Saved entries

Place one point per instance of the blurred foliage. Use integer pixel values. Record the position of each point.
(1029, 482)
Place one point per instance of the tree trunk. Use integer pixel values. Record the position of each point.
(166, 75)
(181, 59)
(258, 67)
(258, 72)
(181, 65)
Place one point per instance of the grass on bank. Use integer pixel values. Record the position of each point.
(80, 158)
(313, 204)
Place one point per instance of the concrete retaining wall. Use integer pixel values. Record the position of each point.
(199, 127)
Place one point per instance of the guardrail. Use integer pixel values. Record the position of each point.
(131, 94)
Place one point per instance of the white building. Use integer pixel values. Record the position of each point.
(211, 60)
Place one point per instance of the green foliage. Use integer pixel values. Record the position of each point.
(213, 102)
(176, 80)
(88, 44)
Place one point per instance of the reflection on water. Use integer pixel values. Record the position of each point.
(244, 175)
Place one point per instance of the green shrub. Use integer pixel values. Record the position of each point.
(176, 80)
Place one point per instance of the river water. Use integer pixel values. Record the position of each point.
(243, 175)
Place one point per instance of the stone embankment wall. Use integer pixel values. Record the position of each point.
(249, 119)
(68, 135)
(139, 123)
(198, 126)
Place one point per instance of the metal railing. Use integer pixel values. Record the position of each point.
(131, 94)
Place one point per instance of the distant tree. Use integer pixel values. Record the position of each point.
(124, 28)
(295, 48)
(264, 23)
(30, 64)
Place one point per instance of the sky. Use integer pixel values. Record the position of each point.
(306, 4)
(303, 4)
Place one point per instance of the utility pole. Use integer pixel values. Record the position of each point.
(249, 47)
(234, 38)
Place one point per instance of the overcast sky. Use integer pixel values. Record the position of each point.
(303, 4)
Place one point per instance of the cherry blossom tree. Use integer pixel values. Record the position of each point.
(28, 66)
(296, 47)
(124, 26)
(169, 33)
---
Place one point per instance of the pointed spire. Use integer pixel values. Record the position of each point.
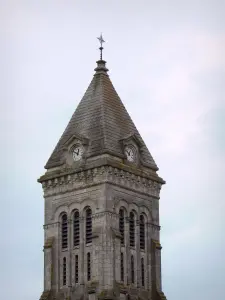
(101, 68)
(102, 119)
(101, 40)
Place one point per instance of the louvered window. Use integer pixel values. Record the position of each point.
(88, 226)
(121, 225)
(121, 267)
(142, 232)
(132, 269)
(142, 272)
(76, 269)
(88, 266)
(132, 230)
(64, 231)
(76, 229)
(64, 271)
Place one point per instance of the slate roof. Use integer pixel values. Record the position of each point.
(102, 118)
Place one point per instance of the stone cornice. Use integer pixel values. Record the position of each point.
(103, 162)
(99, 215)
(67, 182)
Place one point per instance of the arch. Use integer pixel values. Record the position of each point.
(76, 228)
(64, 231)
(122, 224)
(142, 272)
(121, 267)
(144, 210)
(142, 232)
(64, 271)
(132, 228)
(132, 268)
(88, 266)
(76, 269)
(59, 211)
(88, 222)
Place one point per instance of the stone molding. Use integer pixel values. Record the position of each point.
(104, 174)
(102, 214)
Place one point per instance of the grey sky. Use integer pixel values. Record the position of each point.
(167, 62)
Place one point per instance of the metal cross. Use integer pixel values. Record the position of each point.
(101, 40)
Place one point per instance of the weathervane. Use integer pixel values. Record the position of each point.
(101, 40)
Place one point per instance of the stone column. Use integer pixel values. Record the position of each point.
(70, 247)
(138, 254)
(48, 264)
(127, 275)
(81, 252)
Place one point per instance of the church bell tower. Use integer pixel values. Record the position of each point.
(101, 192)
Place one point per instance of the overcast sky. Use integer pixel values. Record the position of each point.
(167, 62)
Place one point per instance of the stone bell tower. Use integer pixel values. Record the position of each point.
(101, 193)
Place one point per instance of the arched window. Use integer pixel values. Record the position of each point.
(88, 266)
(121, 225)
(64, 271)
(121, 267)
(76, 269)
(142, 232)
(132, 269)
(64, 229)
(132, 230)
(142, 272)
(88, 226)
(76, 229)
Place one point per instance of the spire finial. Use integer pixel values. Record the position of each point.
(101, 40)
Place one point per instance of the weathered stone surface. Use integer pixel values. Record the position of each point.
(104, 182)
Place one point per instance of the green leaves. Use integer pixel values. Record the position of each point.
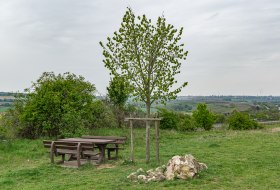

ABOUT THIS EXERCISE » Among the entries above, copy exactly only the lines starting with the one containing "Place one point per instance of the metal cross." and going through the one containing "Place one point per instance of the green leaves.", both ends included.

SOLVED PROBLEM »
Place one point per instance of the metal cross. Use integer pixel values. Record the position of each point.
(101, 40)
Place one point per instance of the weathervane. Use integer pixel values. Record the position of each point.
(101, 40)
Place one point per instance of the stone column. Use integer pixel values. Record the position of each point.
(70, 247)
(138, 254)
(48, 264)
(127, 275)
(81, 252)
Place one point per instance of the church bell tower. Use integer pixel values. Record the position of each point.
(101, 192)
Place one point per instance of the overcast sky. Use integer pixel values. Record the position of each point.
(167, 62)
Place one point per instance of the stone bell tower. Use integer pixel values. Record the position of each point.
(101, 193)
Place one point per instance of the arched window. Use integer pixel values. Record the position of each point.
(88, 266)
(121, 225)
(64, 271)
(121, 267)
(76, 269)
(142, 232)
(132, 269)
(64, 229)
(132, 230)
(142, 272)
(88, 226)
(76, 229)
Place one point per instance of the spire finial. Use integer pixel values. Record the position of each point.
(101, 40)
Place one point per instance of the weathered stone surface. Use integer pixel values. Record the position of each point.
(104, 182)
Place one point per instance of the green leaves. Use integer pixel values. Record the position of each point.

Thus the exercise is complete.